SOURCE EXTRACT:
◇ ◇ ◇ ◇

T.R | Title | User | Personal Name | Date | Lines |
---|
1665.1 | Bad news and good news. | CADSYS::COOPER | Topher Cooper | Thu Sep 17 1992 18:35 | 36 |
| I'm afraid that there just isn't enough information here. We need to
know how long an entry is on the average. We need to know how much
variation there tends to be on that length. We need to know the
pattern of lengths that are typical. We need to know the same
information for "gaps" which do not fall into any TOC entry. We need
to know the degree of tendency for the TOC entries to be ordered. We
need to know if there is any tendency to "program" a short entry after
a long one, or other such patterns. We need to know (depending on how
we model this, it may or may not be independent) the probability of
there being exactly 64 entries, the probability of there being exactly
63 entries, etc.
To illustrate the problem: what if there were a commonly used
convention -- used, say, on half the CD produced by one company which
published 10% of the collection -- which simply divides the available
material into 64 equal length tracks? Then any calculation based on
random material is moot: roughly 5% of your material will have the
same "signature".
You also have to watch out for the birthday paradox here. There is
about one chance in 364 that two people have the same birthday, but
there is better than 1 chance in 2 that *some* two people out of a
group of (I think it's) 24 will have the same birthday (this ignores
the tendency of people to be born at certain times of year -- which
improves the chances).
The good news is that the space is large enough that my intuition says
that if there is even a moderate amount of variation, if CDs with only
a few entries are rare, and there are no conventions leading to greater
uniformity in subpopulations, and you aren't talking about really large
CD collections (i.e., your talking about a personal collection rather
than a studio or CD company library) then you probably come in easily
under the one-in-a-million chance of failure. Of course, my intuition
could be wrong.

◇ ◇ ◇ ◇

Point labeling samples:
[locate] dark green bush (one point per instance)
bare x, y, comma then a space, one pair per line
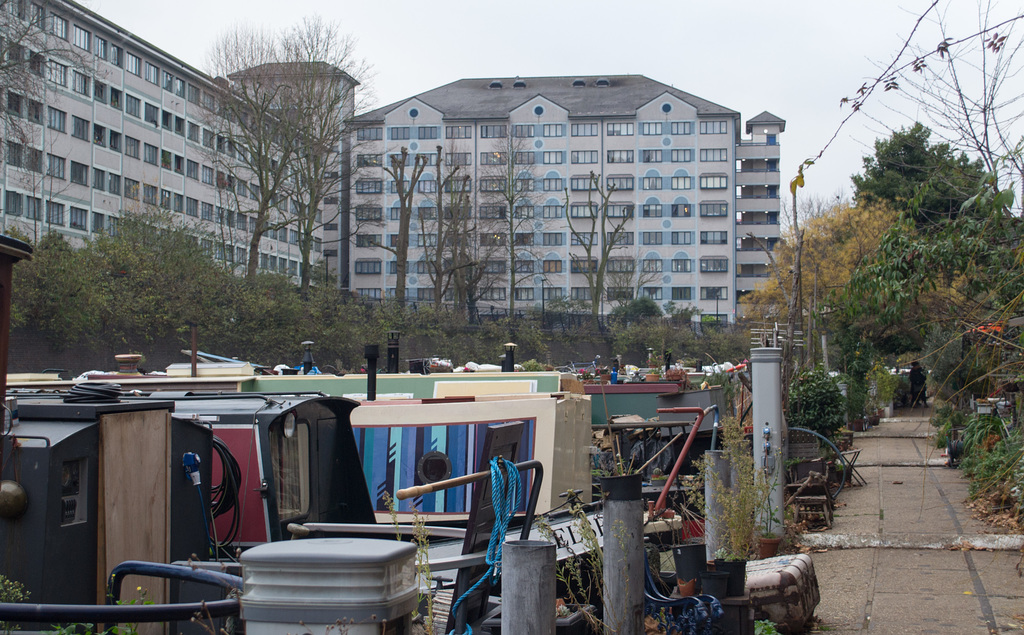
815, 403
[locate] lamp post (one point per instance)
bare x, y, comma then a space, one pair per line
307, 357
392, 351
508, 364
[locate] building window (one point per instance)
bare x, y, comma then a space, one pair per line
620, 183
714, 182
554, 158
369, 185
714, 293
585, 129
55, 166
714, 127
552, 266
553, 184
650, 156
58, 27
620, 156
650, 128
494, 132
682, 127
459, 132
524, 158
80, 82
651, 182
152, 74
714, 238
682, 293
714, 265
370, 134
682, 156
79, 173
682, 210
554, 130
54, 213
522, 131
493, 158
56, 120
620, 129
368, 266
584, 156
651, 238
133, 106
682, 238
78, 218
714, 209
715, 155
620, 210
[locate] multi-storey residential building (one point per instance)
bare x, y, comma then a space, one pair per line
115, 124
700, 201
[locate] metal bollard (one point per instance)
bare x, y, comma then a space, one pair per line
528, 587
363, 587
624, 568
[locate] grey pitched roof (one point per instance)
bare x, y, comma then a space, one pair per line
473, 98
765, 118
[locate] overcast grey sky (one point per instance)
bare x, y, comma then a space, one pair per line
795, 58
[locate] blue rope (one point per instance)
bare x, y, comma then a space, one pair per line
505, 495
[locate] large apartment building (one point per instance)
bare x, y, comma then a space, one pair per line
699, 199
109, 123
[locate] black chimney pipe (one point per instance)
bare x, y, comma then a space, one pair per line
371, 352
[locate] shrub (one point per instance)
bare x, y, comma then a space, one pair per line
815, 403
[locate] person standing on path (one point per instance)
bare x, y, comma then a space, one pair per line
918, 382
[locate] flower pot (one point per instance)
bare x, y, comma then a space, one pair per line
715, 584
690, 559
625, 488
768, 547
686, 587
737, 576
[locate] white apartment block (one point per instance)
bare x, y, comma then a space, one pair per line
114, 124
701, 199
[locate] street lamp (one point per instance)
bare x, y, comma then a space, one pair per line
392, 351
508, 364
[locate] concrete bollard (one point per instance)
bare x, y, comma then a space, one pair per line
623, 539
363, 587
528, 587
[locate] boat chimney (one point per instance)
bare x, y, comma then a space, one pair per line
128, 364
371, 352
392, 351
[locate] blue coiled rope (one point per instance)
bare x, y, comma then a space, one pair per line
506, 490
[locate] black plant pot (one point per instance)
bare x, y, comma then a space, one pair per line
626, 488
737, 575
715, 584
690, 559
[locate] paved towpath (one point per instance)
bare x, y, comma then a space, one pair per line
904, 554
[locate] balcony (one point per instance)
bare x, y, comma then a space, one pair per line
758, 176
752, 150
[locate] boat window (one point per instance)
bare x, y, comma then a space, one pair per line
290, 466
433, 466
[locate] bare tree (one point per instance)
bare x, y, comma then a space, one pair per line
322, 64
406, 188
507, 212
598, 227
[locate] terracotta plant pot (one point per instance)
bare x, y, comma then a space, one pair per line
768, 547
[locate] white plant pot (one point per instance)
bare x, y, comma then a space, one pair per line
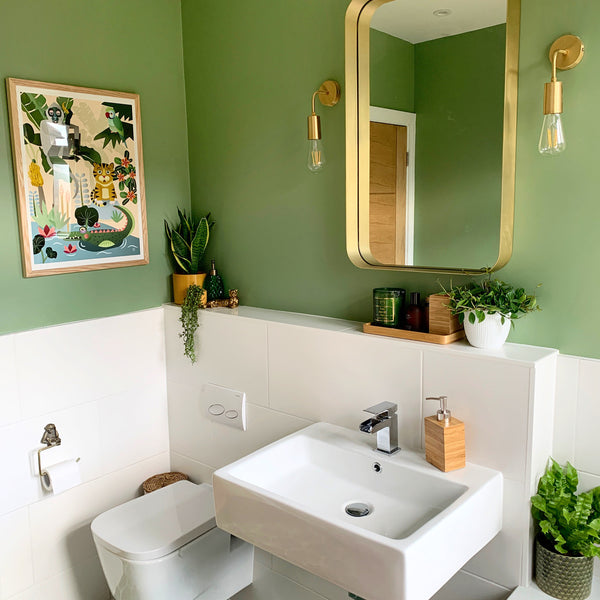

◇ ◇ ◇ ◇

Rewrite the forum post from "T.R | Title" to "63 entries, etc.", substituting "table-of-contents" for "TOC".

T.R | Title | User | Personal Name | Date | Lines |
---|
1665.1 | Bad news and good news. | CADSYS::COOPER | Topher Cooper | Thu Sep 17 1992 18:35 | 36 |
| I'm afraid that there just isn't enough information here. We need to
know how long an entry is on the average. We need to know how much
variation there tends to be on that length. We need to know the
pattern of lengths that are typical. We need to know the same
information for "gaps" which do not fall into any table-of-contents entry. We need
to know the degree of tendency for the table-of-contents entries to be ordered. We
need to know if there is any tendency to "program" a short entry after
a long one, or other such patterns. We need to know (depending on how
we model this, it may or may not be independent) the probability of
there being exactly 64 entries, the probability of there being exactly
63 entries, etc.